Put every line of the listing below into a JSON list of strings, one string per line, omitting blank lines.

Records for the exercise start

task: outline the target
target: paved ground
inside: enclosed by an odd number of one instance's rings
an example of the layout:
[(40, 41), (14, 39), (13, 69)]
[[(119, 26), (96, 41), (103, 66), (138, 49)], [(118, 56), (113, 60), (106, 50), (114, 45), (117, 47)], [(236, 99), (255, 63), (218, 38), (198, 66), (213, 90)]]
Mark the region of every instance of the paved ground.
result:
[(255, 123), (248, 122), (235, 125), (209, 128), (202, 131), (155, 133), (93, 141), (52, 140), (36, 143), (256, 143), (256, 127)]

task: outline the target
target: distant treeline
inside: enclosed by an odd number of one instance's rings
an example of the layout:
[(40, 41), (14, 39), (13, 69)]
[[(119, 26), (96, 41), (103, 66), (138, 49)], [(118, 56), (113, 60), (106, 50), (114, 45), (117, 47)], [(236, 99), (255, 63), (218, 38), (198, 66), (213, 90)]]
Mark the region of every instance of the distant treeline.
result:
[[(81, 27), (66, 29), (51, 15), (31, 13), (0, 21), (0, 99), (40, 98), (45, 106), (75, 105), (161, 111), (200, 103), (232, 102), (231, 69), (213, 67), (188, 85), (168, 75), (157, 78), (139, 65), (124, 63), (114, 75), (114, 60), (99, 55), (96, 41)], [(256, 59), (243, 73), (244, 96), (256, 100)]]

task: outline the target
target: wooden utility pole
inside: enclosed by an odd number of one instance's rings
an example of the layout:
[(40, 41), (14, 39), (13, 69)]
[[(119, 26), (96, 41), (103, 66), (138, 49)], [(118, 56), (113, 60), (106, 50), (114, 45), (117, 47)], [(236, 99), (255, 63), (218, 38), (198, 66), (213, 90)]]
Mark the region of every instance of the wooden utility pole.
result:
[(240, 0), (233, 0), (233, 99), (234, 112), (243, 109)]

Records for the exercise end

_Solved exercise:_
[
  "task: outline the target",
  "target: paved ground",
  "inside: enclosed by an odd number of one instance's rings",
  "an example of the layout:",
  "[(40, 41), (14, 39), (13, 69)]",
  "[[(119, 26), (96, 41), (103, 66), (138, 49)], [(118, 56), (113, 60), (106, 50), (114, 45), (117, 47)], [(236, 99), (255, 63), (218, 38), (198, 66), (213, 90)]]",
  "Mark the region of every instance of the paved ground.",
  "result:",
  "[(255, 123), (248, 122), (235, 125), (209, 128), (202, 131), (155, 133), (93, 141), (52, 140), (36, 143), (256, 143), (256, 127)]",
  "task: outline the target",
  "target: distant treeline",
  "inside: enclosed by an odd number of one instance's rings",
  "an example of the layout:",
  "[(40, 41), (14, 39), (13, 69)]",
  "[[(119, 26), (96, 41), (103, 66), (138, 49)], [(118, 56), (113, 60), (106, 50), (114, 45), (117, 47)], [(236, 99), (255, 63), (218, 38), (198, 66), (213, 90)]]",
  "Mark the region of every instance of the distant treeline.",
  "result:",
  "[[(81, 27), (66, 29), (51, 15), (31, 13), (0, 21), (0, 99), (40, 98), (45, 106), (75, 105), (161, 111), (200, 103), (232, 102), (231, 69), (213, 67), (188, 85), (168, 75), (157, 78), (139, 65), (124, 63), (114, 75), (114, 60), (99, 55), (96, 41)], [(256, 59), (243, 73), (244, 96), (256, 100)]]",
  "task: outline the target",
  "target: wooden utility pole",
  "inside: enclosed by an odd number of one instance's rings",
  "an example of the layout:",
  "[(40, 41), (14, 39), (13, 69)]",
  "[[(119, 26), (96, 41), (103, 66), (138, 49)], [(118, 56), (113, 60), (106, 50), (114, 45), (117, 47)], [(236, 99), (255, 63), (218, 38), (198, 66), (213, 90)]]",
  "Mark the region of every instance of the wooden utility pole.",
  "result:",
  "[(240, 0), (233, 0), (233, 99), (234, 112), (243, 109)]"
]